## BEGIN RECORD LIST

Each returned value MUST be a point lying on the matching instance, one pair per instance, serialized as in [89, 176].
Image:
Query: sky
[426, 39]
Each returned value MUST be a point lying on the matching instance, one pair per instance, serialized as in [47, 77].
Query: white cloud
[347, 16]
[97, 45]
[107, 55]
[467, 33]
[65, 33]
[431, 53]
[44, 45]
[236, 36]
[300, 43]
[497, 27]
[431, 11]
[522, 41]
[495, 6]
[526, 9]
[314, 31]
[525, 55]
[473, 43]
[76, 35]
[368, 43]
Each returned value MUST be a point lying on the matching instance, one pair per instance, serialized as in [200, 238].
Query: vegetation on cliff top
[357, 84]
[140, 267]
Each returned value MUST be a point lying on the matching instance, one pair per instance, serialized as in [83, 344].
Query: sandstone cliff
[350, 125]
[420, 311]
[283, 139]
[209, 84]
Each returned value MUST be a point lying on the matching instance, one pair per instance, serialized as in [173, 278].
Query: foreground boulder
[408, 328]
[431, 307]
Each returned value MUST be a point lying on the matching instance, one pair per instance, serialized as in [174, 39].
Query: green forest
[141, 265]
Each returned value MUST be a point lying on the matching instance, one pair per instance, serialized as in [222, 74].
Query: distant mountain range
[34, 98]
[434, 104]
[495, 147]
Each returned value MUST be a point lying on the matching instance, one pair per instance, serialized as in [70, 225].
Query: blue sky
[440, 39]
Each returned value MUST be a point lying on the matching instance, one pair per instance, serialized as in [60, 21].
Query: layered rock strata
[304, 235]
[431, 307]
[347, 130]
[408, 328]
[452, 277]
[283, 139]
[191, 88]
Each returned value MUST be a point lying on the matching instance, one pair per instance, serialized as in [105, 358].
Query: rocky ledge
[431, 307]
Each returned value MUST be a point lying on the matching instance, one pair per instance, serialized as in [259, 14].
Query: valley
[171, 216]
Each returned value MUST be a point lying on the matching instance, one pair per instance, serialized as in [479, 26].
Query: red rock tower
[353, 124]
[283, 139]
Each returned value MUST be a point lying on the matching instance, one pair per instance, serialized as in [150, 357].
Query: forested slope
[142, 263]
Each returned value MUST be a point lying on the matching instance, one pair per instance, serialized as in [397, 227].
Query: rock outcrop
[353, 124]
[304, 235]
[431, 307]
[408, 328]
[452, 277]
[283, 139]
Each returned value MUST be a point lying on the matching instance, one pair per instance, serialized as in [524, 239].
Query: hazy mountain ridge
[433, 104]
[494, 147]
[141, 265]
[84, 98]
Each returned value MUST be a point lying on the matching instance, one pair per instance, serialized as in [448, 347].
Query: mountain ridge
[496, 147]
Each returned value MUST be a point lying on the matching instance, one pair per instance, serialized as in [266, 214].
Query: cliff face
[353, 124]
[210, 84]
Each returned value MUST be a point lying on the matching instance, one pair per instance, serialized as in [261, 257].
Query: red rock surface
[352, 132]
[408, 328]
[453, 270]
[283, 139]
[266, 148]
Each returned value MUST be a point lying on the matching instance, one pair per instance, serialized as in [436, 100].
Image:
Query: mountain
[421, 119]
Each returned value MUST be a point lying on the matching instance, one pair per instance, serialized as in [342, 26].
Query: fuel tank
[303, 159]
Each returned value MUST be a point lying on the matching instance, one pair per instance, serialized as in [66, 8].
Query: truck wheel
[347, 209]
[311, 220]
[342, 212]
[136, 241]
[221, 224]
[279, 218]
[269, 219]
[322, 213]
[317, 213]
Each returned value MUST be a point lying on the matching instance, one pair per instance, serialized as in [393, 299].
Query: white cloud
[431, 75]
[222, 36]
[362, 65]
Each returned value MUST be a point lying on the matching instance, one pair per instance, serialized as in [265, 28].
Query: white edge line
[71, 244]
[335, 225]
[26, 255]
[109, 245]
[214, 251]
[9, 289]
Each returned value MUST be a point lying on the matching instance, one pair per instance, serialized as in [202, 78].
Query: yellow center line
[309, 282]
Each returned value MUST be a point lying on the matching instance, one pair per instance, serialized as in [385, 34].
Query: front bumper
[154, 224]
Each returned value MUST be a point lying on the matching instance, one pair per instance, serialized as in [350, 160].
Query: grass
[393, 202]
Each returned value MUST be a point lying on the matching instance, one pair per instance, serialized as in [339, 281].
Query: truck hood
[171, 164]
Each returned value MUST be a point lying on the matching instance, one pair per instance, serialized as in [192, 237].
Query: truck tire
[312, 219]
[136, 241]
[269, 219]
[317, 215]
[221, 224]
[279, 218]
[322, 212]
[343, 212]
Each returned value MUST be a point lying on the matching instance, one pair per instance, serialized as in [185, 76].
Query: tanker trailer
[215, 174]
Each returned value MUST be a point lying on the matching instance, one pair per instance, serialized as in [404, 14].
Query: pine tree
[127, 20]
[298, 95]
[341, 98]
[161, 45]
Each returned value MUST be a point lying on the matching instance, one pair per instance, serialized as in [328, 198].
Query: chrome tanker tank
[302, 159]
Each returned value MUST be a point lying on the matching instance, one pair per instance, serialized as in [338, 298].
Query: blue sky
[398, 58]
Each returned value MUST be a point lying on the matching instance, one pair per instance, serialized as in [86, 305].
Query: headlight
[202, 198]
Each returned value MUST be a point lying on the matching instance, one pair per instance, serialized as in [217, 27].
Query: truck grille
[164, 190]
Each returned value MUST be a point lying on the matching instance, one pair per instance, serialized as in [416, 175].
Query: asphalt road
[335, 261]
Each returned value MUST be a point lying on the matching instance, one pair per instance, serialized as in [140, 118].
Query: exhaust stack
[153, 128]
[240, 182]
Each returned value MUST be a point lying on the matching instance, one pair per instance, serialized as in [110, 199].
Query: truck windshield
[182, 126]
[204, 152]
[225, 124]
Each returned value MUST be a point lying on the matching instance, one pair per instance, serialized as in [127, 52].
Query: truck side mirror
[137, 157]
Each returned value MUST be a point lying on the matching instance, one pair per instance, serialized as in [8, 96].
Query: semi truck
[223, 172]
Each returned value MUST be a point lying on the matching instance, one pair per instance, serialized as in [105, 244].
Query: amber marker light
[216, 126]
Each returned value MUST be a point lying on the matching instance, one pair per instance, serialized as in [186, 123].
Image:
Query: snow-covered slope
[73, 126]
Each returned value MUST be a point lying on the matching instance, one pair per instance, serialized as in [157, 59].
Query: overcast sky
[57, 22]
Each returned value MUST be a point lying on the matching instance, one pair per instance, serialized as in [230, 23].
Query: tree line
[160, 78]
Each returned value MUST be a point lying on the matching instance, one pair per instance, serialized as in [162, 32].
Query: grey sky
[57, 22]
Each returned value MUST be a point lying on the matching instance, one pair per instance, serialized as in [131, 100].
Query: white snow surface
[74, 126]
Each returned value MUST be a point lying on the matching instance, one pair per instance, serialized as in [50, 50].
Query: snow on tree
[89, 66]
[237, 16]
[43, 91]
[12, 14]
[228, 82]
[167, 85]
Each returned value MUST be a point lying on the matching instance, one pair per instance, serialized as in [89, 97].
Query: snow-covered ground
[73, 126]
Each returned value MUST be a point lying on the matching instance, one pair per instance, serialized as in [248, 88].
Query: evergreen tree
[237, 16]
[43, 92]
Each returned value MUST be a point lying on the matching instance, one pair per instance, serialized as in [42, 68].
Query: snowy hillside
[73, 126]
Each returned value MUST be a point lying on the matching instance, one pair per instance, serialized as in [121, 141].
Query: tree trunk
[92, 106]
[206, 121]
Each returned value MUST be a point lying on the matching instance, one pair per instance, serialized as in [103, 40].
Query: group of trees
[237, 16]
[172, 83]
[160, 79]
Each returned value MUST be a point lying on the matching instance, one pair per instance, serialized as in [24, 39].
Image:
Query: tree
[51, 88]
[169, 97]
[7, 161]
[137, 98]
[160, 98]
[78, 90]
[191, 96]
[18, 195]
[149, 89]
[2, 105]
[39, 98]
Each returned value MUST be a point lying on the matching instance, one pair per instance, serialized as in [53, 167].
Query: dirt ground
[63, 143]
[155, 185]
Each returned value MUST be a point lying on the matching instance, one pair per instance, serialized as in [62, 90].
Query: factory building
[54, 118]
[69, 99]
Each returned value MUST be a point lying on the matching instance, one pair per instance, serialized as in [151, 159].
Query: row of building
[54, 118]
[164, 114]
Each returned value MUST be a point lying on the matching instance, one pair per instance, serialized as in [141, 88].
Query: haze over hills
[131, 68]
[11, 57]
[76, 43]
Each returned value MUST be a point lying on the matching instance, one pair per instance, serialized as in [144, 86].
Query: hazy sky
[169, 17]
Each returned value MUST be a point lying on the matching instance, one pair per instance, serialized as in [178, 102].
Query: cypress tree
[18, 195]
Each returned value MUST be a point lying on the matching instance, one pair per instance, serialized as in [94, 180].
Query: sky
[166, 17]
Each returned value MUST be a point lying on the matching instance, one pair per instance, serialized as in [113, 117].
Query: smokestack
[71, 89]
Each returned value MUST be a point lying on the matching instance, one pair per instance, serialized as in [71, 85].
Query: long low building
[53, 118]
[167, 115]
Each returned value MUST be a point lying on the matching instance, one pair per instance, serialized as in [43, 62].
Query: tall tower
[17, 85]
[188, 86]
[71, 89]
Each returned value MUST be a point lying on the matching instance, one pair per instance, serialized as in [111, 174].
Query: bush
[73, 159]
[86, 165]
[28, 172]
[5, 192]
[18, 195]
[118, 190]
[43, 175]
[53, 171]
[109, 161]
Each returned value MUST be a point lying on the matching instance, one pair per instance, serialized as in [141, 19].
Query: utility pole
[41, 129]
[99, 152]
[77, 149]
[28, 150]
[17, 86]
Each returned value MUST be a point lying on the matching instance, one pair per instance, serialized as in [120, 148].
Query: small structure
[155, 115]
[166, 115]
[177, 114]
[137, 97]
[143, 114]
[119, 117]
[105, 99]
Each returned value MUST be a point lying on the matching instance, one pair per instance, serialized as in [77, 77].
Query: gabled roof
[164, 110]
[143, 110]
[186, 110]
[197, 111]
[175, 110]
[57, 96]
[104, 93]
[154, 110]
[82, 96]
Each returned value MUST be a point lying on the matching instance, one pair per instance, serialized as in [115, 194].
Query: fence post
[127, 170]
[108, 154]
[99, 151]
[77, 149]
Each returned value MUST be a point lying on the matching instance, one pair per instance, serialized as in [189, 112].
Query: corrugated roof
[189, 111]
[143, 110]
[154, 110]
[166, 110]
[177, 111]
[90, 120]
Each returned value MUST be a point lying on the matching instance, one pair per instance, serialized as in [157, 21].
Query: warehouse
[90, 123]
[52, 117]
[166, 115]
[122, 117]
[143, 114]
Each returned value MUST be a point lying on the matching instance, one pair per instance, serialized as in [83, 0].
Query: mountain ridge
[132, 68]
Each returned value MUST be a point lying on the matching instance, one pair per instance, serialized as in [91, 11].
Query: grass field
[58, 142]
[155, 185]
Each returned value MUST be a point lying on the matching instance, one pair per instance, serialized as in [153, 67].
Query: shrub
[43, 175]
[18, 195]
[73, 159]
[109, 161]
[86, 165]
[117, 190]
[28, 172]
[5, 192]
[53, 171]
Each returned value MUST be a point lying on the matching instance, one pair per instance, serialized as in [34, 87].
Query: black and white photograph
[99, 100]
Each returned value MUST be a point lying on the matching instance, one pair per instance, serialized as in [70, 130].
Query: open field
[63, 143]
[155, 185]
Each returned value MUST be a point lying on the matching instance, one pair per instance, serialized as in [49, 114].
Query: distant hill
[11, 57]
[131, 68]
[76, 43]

## END RECORD LIST

**PROBLEM DETAILS:**
Locate the line with "in [91, 11]." in the entries above; extract it and every line after it, verbatim.

**SOLUTION FOR THIS EXERCISE:**
Each returned value MUST be a point lying on the matching instance, one pair per instance, serialized as in [91, 11].
Query: grass field
[58, 142]
[155, 185]
Each returned value MUST be a point lying on the matching instance, one pair per instance, serialized as in [153, 67].
Query: shrub
[43, 175]
[18, 195]
[73, 159]
[109, 161]
[86, 165]
[117, 190]
[28, 172]
[5, 192]
[53, 171]
Each returned value MUST be a point lying on the matching instance, one pair per instance, serialized as in [34, 87].
Query: black and white photograph
[99, 100]
Each returned value MUST be a point lying on the matching instance, one pair per instance, serialized as in [70, 130].
Query: open field
[63, 143]
[155, 185]
Each returned value MUST be a point lying on the matching instance, one pair per instance, serialized as in [49, 114].
Query: distant hill
[11, 57]
[131, 68]
[76, 43]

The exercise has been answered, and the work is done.